◆ Consignes et exigences ◆
Reproduisez en entier, sans la moindre modification, l'extrait sur France Travail.

« On change les conditions de coopération opérationnelle entre tous les partenaires d’un territoire » (Thibault Guilluy, France Travail)

INTERVIEW - La loi France Travail a vocation à permettre une meilleure coordination de tous les acteurs de l'emploi et de l'insertion afin d'atteindre le plein emploi, soit un taux de chômage à 5%, d'ici la fin du quinquennat. Thibault Guilluy, ancien haut-commissaire à l'emploi et à l'insertion, est aujourd’hui le directeur général France de cet organisme au nom ripoliné. Il était à Montpellier le 25 janvier, dans une agence France Travail d’un quartier populaire.
Cécile Chaigneau
Thibault Guilluy, directeur général de France Travail, était à Montpellier le 25 janvier 2024, dans le quartier populaire des Cévennes.
Thibault Guilluy, directeur général de France Travail, était à Montpellier le 25 janvier 2024, dans le quartier populaire des Cévennes. (Crédits : Reuters)

◆ Lignes de données ◆
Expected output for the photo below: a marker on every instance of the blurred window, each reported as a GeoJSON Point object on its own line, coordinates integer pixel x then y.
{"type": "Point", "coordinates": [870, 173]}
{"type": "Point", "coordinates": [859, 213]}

◆ Réponse attendue ◆
« On change les conditions de coopération opérationnelle entre tous les partenaires d’un territoire » (Thibault Guilluy, France Travail)

INTERVIEW - La loi France Travail a vocation à permettre une meilleure coordination de tous les acteurs de l'emploi et de l'insertion afin d'atteindre le plein emploi, soit un taux de chômage à 5%, d'ici la fin du quinquennat. Thibault Guilluy, ancien haut-commissaire à l'emploi et à l'insertion, est aujourd’hui le directeur général France de cet organisme au nom ripoliné. Il était à Montpellier le 25 janvier, dans une agence France Travail d’un quartier populaire.
Cécile Chaigneau
Thibault Guilluy, directeur général de France Travail, était à Montpellier le 25 janvier 2024, dans le quartier populaire des Cévennes.
Thibault Guilluy, directeur général de France Travail, était à Montpellier le 25 janvier 2024, dans le quartier populaire des Cévennes. (Crédits : Reuters)